=== Records supplied ===
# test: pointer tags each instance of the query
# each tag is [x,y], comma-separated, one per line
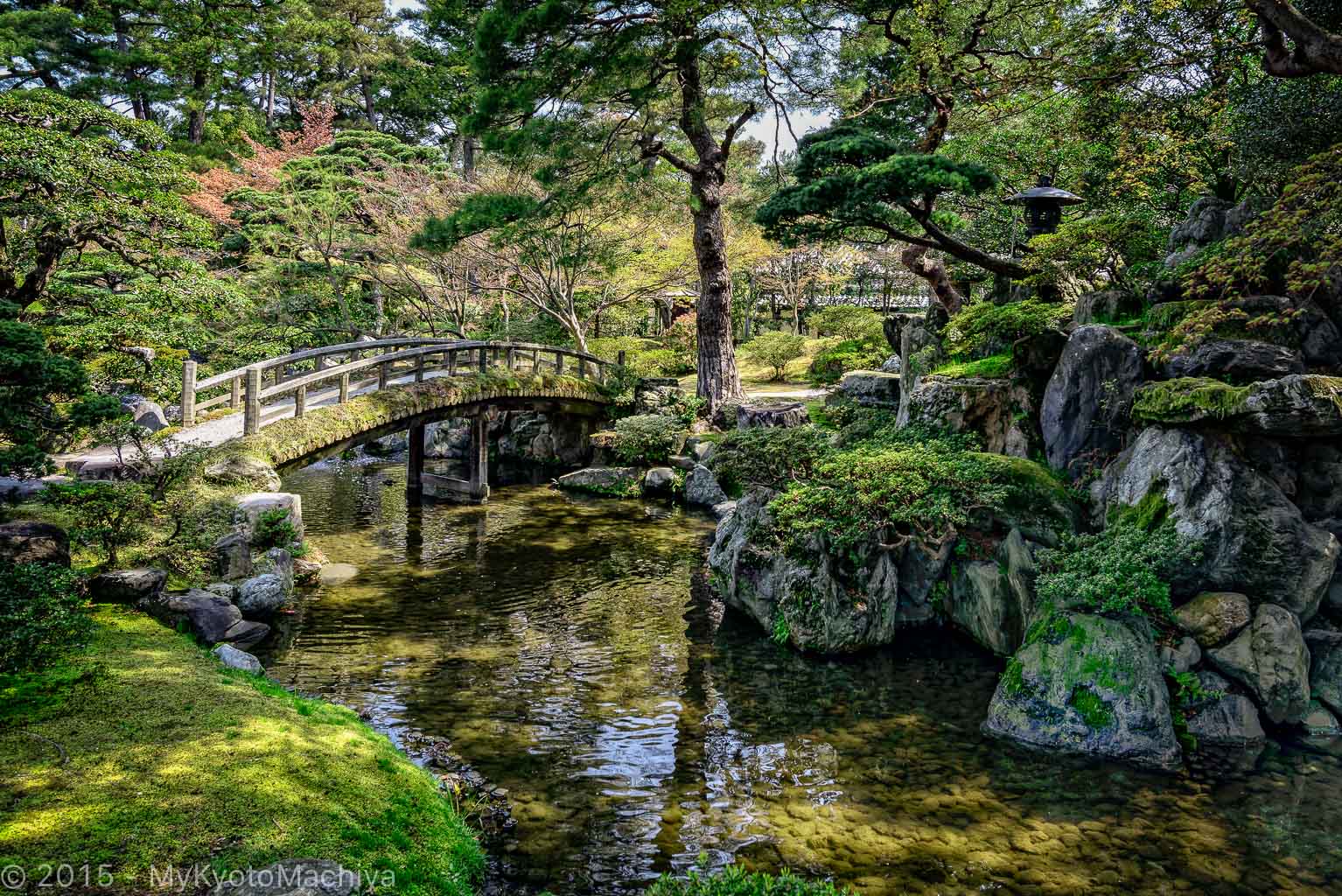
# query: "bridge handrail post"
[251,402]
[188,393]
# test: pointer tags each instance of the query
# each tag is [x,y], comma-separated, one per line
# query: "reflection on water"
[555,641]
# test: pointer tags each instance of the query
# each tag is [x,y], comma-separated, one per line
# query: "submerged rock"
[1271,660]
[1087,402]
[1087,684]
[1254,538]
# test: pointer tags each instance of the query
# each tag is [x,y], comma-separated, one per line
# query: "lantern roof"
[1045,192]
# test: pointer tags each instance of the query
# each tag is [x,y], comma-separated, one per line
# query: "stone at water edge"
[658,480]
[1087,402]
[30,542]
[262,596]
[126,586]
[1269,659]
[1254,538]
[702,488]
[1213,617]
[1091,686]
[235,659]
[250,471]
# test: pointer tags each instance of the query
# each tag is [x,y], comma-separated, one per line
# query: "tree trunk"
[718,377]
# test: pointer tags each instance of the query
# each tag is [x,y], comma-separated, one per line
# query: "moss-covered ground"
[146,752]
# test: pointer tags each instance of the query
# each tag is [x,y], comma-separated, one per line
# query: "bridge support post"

=== Instructions to follow ===
Please output the full listing above exactly, minus any pictures.

=== Worked solution ===
# test: pointer tags each instance of the query
# each tag is [x,y], comma-separated, one per line
# query: "bridge handrail post"
[251,402]
[188,393]
# test: pointer tags each instance of the query
# each tag is [x,y], comma-separated, one per line
# query: "reflection on water"
[555,641]
# test: pointer tags each instance of the query
# each tag is [x,y], comma-separated, one per line
# query: "submerged rock"
[1271,660]
[1087,402]
[1087,684]
[1254,538]
# test: pointer tags each instance of the query
# each tag is [x,y], comma-separated, one per line
# query: "lantern roof"
[1045,192]
# test: pointer tags each instance of the query
# each tag is [x,y], comma-separated, one per line
# query: "stone at water edge"
[658,480]
[1087,402]
[30,542]
[262,596]
[126,586]
[1269,659]
[1254,538]
[702,488]
[1213,617]
[1091,686]
[235,659]
[250,471]
# test: pointer tags each instance of the query
# each tag is [x,y], comma-separated, one per line
# query: "tree trunk"
[718,377]
# test: pointer tags each instance of the query
# each tag is [x,y], comma-separated, one per line
# query: "moss-covered ground"
[146,752]
# test: pointer tags each instance of the query
# each tag is [x,y], comma-separated, one per line
# query: "bridge support post"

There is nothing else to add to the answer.